• [TASK DATA]:

^^^^

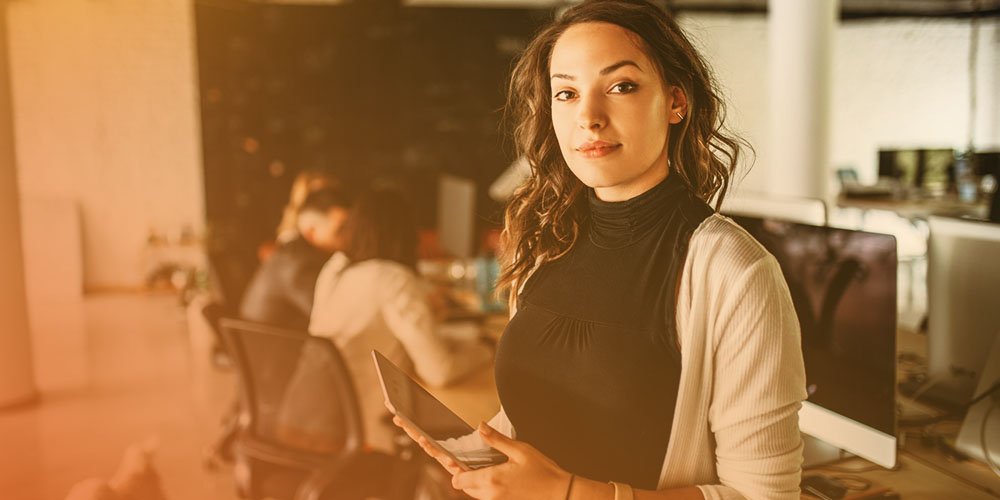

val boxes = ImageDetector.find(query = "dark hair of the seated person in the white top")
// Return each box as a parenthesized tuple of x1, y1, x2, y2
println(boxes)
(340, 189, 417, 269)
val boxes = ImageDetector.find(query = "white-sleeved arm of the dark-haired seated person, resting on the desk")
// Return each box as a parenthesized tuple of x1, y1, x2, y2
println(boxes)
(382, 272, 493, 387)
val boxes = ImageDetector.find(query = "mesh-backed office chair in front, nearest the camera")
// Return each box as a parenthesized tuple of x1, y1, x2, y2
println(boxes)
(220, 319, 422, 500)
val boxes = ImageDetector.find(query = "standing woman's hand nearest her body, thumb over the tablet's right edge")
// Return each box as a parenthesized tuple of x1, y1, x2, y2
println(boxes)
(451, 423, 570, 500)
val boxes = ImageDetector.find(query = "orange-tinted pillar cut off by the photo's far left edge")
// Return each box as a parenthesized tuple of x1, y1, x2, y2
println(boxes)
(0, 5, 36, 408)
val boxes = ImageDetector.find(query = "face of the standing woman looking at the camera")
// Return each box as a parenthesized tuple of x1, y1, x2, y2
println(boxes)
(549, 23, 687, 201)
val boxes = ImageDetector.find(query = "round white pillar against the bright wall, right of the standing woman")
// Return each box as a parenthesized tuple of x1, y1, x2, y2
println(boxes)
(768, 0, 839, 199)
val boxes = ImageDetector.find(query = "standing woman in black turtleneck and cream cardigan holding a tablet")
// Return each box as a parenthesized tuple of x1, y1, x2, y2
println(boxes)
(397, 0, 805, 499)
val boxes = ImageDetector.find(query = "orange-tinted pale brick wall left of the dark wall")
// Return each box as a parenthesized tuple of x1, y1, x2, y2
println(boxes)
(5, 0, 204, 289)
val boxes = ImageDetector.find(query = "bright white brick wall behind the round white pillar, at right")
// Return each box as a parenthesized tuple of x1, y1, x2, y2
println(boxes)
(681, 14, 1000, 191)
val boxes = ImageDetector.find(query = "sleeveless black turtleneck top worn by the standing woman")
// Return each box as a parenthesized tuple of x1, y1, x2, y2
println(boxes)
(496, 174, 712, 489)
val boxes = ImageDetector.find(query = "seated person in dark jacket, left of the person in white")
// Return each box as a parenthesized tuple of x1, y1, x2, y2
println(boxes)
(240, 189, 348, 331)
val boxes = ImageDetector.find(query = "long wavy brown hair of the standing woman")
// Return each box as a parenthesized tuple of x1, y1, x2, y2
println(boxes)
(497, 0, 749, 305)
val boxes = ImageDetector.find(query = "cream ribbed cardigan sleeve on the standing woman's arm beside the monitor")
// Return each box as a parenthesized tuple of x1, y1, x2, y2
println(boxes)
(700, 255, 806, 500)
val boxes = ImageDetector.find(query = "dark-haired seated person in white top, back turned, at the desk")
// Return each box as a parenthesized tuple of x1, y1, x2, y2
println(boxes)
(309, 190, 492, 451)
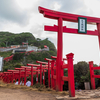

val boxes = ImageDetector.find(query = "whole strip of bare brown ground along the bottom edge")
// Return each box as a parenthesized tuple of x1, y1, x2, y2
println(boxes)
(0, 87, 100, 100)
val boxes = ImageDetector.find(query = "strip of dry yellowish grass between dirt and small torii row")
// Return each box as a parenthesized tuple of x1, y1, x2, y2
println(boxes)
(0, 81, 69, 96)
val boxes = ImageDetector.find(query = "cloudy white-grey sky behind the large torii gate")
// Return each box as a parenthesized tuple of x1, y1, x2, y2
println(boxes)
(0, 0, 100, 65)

^^^^

• [EXERCISE BRIEF]: When you write out the material again, keep every word exact and omit the pictures.

• [REPLY TO THE TASK]:
val boxes = ImageDetector.find(query = "dark hair of the seated person in the white top")
// Return each box as a parenthesized tuple of x1, y1, x2, y2
println(boxes)
(340, 189, 417, 269)
val boxes = ImageDetector.find(query = "white-sleeved arm of the dark-haired seated person, resting on the desk")
// Return each box as a parenthesized tuple of x1, y1, x2, y2
println(boxes)
(382, 272, 493, 387)
val boxes = ImageDetector.find(query = "mesh-backed office chair in front, nearest the camera")
// Return each box as a parenthesized tuple of x1, y1, x2, y2
println(boxes)
(220, 319, 422, 500)
val boxes = ImageDetector.find(query = "standing woman's hand nearest her body, thumb over the tablet's right edge")
// Return each box as a parenthesized tuple of x1, y1, x2, y2
println(boxes)
(451, 423, 570, 500)
val boxes = ImageDetector.find(query = "orange-tinted pillar cut off by the photo's far left edge")
// Return each box as a parenthesized tuple of x1, y1, x2, y2
println(boxes)
(0, 5, 36, 408)
val boxes = ImageDetector.find(query = "face of the standing woman looking at the camera")
// Return each box as a parenthesized tuple of x1, y1, x2, y2
println(boxes)
(549, 23, 687, 201)
val boxes = ImageDetector.find(query = "round white pillar against the bright wall, right of the standing woman")
// Return each box as a parenthesized tuple of x1, y1, x2, y2
println(boxes)
(768, 0, 839, 199)
val boxes = ImageDetector.find(query = "standing woman in black turtleneck and cream cardigan holding a tablet")
// Return each box as a parenthesized tuple of x1, y1, x2, y2
println(boxes)
(397, 0, 805, 499)
val boxes = ImageDetector.find(query = "orange-tinted pale brick wall left of the dark wall")
// Return each box as a parenthesized tuple of x1, y1, x2, y2
println(boxes)
(5, 0, 204, 289)
val boxes = ImageDetector.find(query = "bright white brick wall behind the round white pillar, at right")
// Return each box as a parenthesized tuple of x1, y1, x2, y2
println(boxes)
(681, 14, 1000, 191)
val boxes = ImageDetector.find(query = "sleeveless black turtleneck top worn by the standing woman")
// Return each box as a parenthesized tuple of x1, y1, x2, y2
println(boxes)
(496, 174, 712, 489)
val boxes = ImageDetector.find(query = "seated person in dark jacket, left of the person in white")
// Return each box as a parenthesized tuple of x1, y1, x2, y2
println(boxes)
(240, 189, 348, 331)
val boxes = ImageDetector.find(query = "long wavy brown hair of the standing woman")
// Return each box as a parenthesized tuple of x1, y1, x2, y2
println(boxes)
(497, 0, 749, 305)
val boxes = ImageDetector.find(query = "cream ribbed cardigan sleeve on the standing woman's arm beside the monitor")
// Return each box as a parenthesized tuple of x1, y1, x2, y2
println(boxes)
(700, 255, 806, 500)
val boxes = ImageDetector.find(query = "dark-haired seated person in white top, back turned, at the desk")
// Return each box as a parenthesized tuple of x1, y1, x2, y2
println(boxes)
(309, 190, 492, 451)

val boxes = ImageDetector.find(query = "whole strip of bare brown ground along the bottom edge")
// Return each box as a parenthesized tuple of x1, y1, x2, y2
println(boxes)
(0, 87, 100, 100)
val boxes = ImageDetector.find(query = "strip of dry yellowish grass between dirt and small torii row")
// Return each box as a parenthesized tuple of x1, y1, x2, y2
println(boxes)
(0, 81, 69, 96)
val boxes = ImageDetector.find(query = "cloudy white-grey sky behind the large torii gate")
// Return each box as a parenthesized tuple of x1, y1, x2, y2
println(boxes)
(0, 0, 100, 65)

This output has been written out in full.